Reproduce the stretch of entries from the line containing "In the UI screenshot above, locate the sky." through the line containing "xmin=140 ymin=181 xmax=200 ymax=194", putting "find" wherever "locate" appears and keeping everything else the same.

◆ **Data listing**
start
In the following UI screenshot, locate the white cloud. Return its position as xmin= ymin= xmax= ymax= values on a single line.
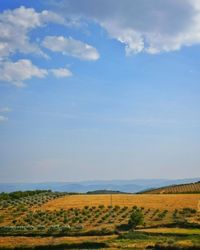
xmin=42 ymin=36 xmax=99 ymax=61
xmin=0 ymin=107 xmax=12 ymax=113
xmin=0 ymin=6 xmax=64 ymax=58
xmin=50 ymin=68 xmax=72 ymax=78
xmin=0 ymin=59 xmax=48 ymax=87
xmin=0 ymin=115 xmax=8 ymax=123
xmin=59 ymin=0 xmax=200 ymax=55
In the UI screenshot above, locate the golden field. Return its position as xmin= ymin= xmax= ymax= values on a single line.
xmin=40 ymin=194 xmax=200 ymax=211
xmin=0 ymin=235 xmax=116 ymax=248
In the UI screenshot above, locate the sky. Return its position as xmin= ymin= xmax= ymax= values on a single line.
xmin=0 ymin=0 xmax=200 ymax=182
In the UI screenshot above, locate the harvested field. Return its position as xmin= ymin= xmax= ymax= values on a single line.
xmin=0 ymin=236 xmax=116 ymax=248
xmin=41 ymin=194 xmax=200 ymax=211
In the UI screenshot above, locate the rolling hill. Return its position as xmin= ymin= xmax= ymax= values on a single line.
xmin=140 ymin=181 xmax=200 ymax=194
end
start
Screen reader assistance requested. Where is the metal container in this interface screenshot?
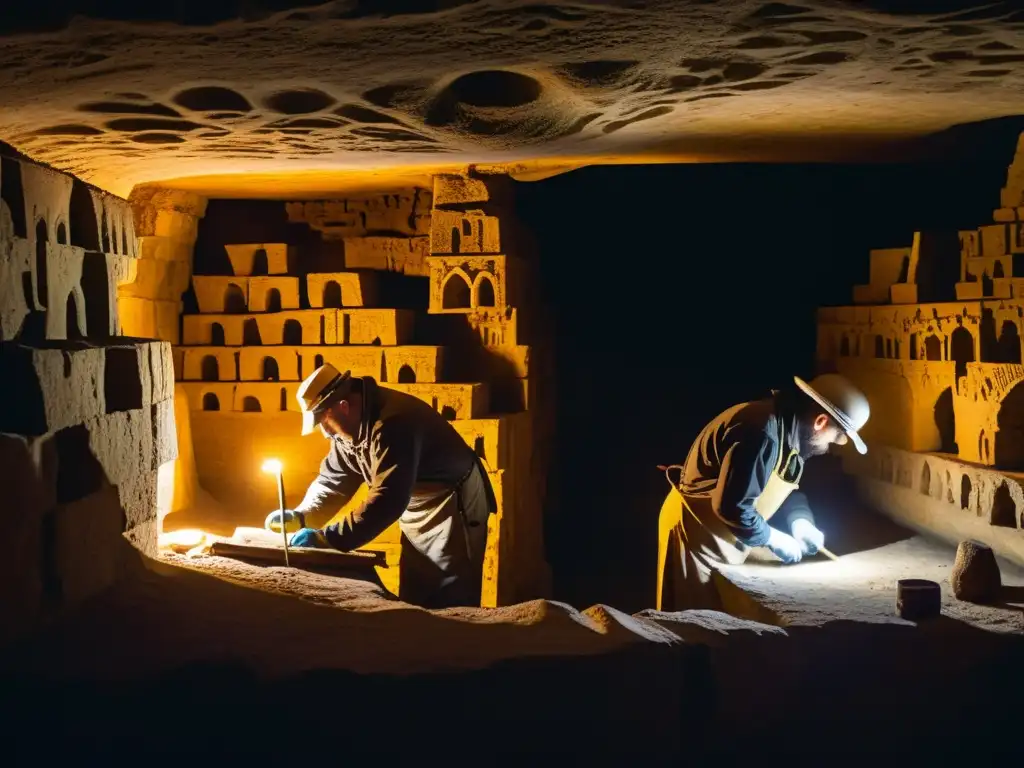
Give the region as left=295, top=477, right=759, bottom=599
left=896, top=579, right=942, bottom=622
end
◆ **Solution to this exercise**
In the UI screenshot above, find the sky. Return its position as xmin= ymin= xmax= ymax= values on a single line.
xmin=0 ymin=0 xmax=200 ymax=182
In the UI screenshot above, find the harvested field. Return its position as xmin= ymin= xmax= ymax= values on a single line.
xmin=0 ymin=236 xmax=116 ymax=248
xmin=41 ymin=194 xmax=200 ymax=211
In the UI screenshot above, find the rolling hill. Return its position as xmin= ymin= xmax= ymax= values on a single line.
xmin=140 ymin=181 xmax=200 ymax=194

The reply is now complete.